Aim >>
Reproduce the data below, changing "upstairs window" to "upper-floor window" and leaving everything else as it is.

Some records
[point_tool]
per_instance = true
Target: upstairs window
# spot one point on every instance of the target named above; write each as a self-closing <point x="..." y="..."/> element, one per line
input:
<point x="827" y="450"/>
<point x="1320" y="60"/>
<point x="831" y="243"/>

Output below >>
[point_tool]
per_instance = true
Target: upper-floor window
# spot one point on every instance of the target named above; write each as a self-closing <point x="..." y="..."/> element, one per line
input:
<point x="827" y="450"/>
<point x="1320" y="60"/>
<point x="831" y="243"/>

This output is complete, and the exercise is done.